*** DATASET RECORDS ***

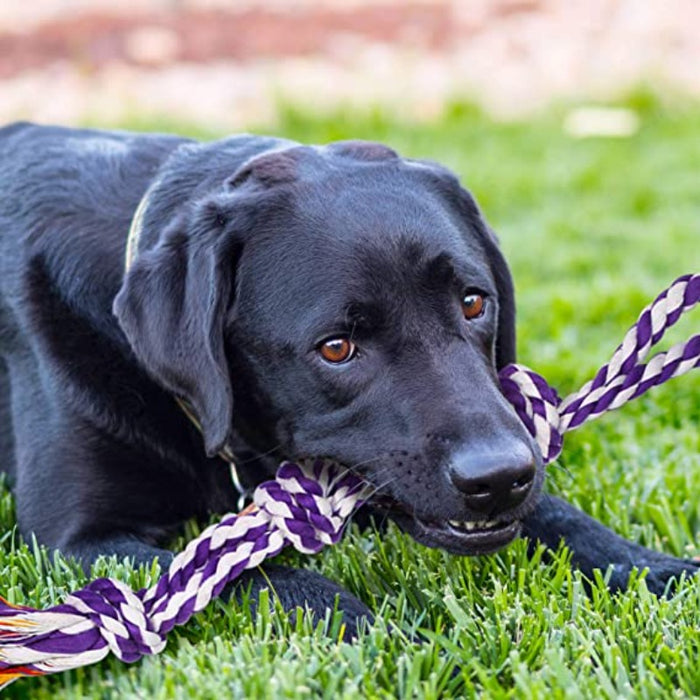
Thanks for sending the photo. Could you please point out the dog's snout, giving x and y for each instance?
(493, 482)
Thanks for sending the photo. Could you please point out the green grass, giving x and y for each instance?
(593, 229)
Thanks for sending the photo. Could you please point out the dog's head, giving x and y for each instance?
(357, 307)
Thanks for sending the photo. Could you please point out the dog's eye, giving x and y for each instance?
(337, 350)
(472, 305)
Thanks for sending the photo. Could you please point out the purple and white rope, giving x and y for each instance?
(306, 506)
(624, 378)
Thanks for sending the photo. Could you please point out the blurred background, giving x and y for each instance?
(230, 63)
(575, 124)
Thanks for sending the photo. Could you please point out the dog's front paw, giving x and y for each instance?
(298, 588)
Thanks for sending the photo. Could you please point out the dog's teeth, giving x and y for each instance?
(473, 525)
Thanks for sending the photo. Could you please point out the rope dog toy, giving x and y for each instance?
(306, 506)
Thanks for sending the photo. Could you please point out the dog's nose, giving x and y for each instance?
(493, 482)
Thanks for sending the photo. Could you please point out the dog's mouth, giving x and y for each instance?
(455, 536)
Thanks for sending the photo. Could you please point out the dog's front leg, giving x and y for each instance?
(298, 588)
(594, 546)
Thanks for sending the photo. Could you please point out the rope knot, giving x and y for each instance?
(310, 502)
(118, 614)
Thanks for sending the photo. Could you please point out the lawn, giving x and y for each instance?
(593, 230)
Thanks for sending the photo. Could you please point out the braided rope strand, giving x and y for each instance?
(306, 506)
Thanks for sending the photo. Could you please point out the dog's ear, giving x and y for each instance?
(172, 307)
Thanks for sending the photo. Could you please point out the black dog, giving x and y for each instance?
(333, 301)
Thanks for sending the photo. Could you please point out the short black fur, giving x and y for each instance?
(253, 252)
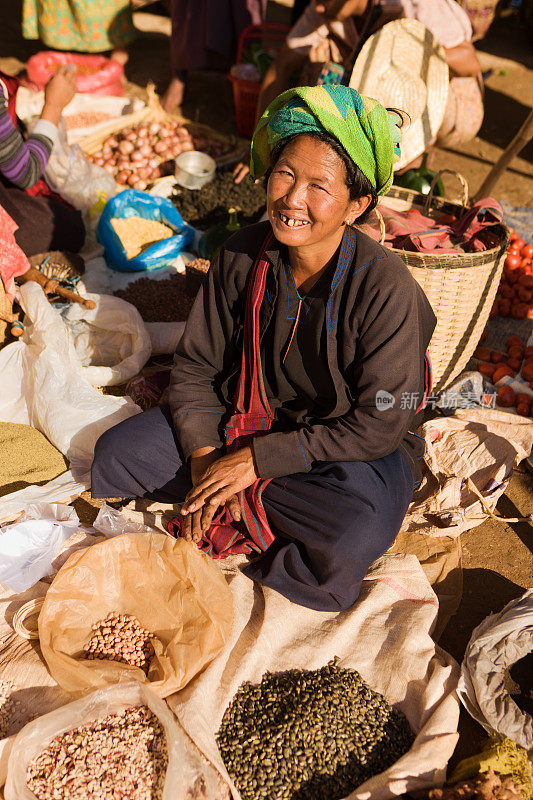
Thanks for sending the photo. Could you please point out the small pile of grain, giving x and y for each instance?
(11, 710)
(137, 234)
(121, 637)
(195, 271)
(159, 301)
(26, 457)
(120, 756)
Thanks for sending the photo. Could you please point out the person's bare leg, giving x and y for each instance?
(173, 96)
(120, 54)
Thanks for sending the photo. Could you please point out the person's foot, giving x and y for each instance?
(120, 54)
(173, 96)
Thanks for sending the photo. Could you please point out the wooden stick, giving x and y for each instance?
(67, 294)
(513, 148)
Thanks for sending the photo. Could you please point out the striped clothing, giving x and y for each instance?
(23, 162)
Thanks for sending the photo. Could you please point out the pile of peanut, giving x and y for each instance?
(121, 637)
(137, 234)
(123, 756)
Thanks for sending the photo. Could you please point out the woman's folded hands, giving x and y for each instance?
(216, 480)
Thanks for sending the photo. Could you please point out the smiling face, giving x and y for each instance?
(308, 200)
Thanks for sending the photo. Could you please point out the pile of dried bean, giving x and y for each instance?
(84, 119)
(120, 757)
(121, 637)
(137, 156)
(166, 300)
(309, 735)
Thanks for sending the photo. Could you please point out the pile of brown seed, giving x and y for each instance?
(120, 757)
(121, 637)
(11, 710)
(195, 272)
(166, 300)
(309, 735)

*** End of DATASET RECORDS ***

● **WHAT IS NEEDED**
I'd like the data above duplicated exactly, with no pictures included.

● **RESULT FOR THIS TASK**
Thanks for sending the photo. Could you please point out the dog's snout, giving x and y for each instance?
(493, 482)
Thanks for sending the photo. Could you please point out the green grass, giving x and y for each instance?
(593, 229)
Thanks for sending the photo. Could you please point out the dog's head, giving x and y for each instance?
(357, 307)
Thanks for sending the photo. Could you please point out the dog's eye, giving x and y for each instance?
(337, 350)
(472, 305)
Thanks for sending the photo. Could you please point out the purple and white rope, giving x and y for each instance?
(306, 506)
(624, 378)
Thanks for sending the photo. Could you please point out the blurred background, giving x and y for each instance?
(230, 63)
(575, 124)
Thanks for sending the photo. Could you please point out the dog's front paw, giving x and y for each instance?
(298, 588)
Thanks for sending the photo. Could you please point out the dog's teeth, giving x and y for each instance?
(473, 525)
Thanks for sending the photo. Could you please point out the rope dog toy, giving x and y for each instance?
(306, 506)
Thanks for sending the photo. Could you please point out the dog's nose, giving x and y for each instance?
(493, 482)
Thanks for sending the photo. Could you please point out the dog's mouth, giving x and y for each instance?
(455, 536)
Thanks for sending the photo. Could you please point out the dog's front leg, giving x and y for each instance?
(298, 588)
(594, 546)
Thanks for sending the photo. Could you please point out the rope knot, giving x and y for each instance?
(310, 502)
(118, 614)
Thanks for sending the photo. Could you please point out the lawn, giving x and y for each instance?
(593, 230)
Thanks for sending the photo. Could you please point out the braided rope strand, giving x and y for each instance?
(306, 506)
Thanks for sending the photo. Could you please point out the dog's ear, giving x and y for each instance?
(172, 307)
Thanks for sending the photo. Could you please point out the black dog, giving x and y for each instance?
(333, 301)
Thanks for sending the photo. Could you please point out the short black fur, giving x and y for each instance?
(253, 252)
Thanks for sending the photo. Could you please point out the small pile of grain, giving x and y for each instance?
(11, 710)
(137, 234)
(121, 637)
(195, 271)
(159, 301)
(26, 457)
(120, 756)
Thanks for sending the photo. Could you please point out the person's bare leg, giving x and y for each instance?
(173, 96)
(120, 54)
Thanks for sending the photo. Could you please point out the person's foot, giving x and y for each instance?
(120, 54)
(173, 96)
Thanks for sending the photo. Could you please point out the wooden stick, giving x and y for each instance?
(67, 294)
(513, 148)
Thanks for sending the photo. Could you please point out the striped clothing, giving x and y for each instance?
(23, 162)
Thanks for sending the photo. Could you please point out the pile of peanut, giving x and y for each instance?
(121, 637)
(137, 234)
(123, 756)
Thanks for sending the photo. Could you please point out the woman's folded hands, giving x and y for each instance?
(216, 480)
Thanks for sending the photo. Could you please point out the smiling face, giving x and y for each instance?
(308, 200)
Thanks for sending the photo. Could you please point out the pile of dried bean, giving x and y for each instance?
(84, 119)
(120, 757)
(121, 637)
(137, 156)
(166, 300)
(309, 735)
Thanks for sending the photo. Could you please point out the pile of brown seed, giving x and y for each instance?
(120, 757)
(121, 637)
(11, 710)
(195, 272)
(166, 300)
(309, 735)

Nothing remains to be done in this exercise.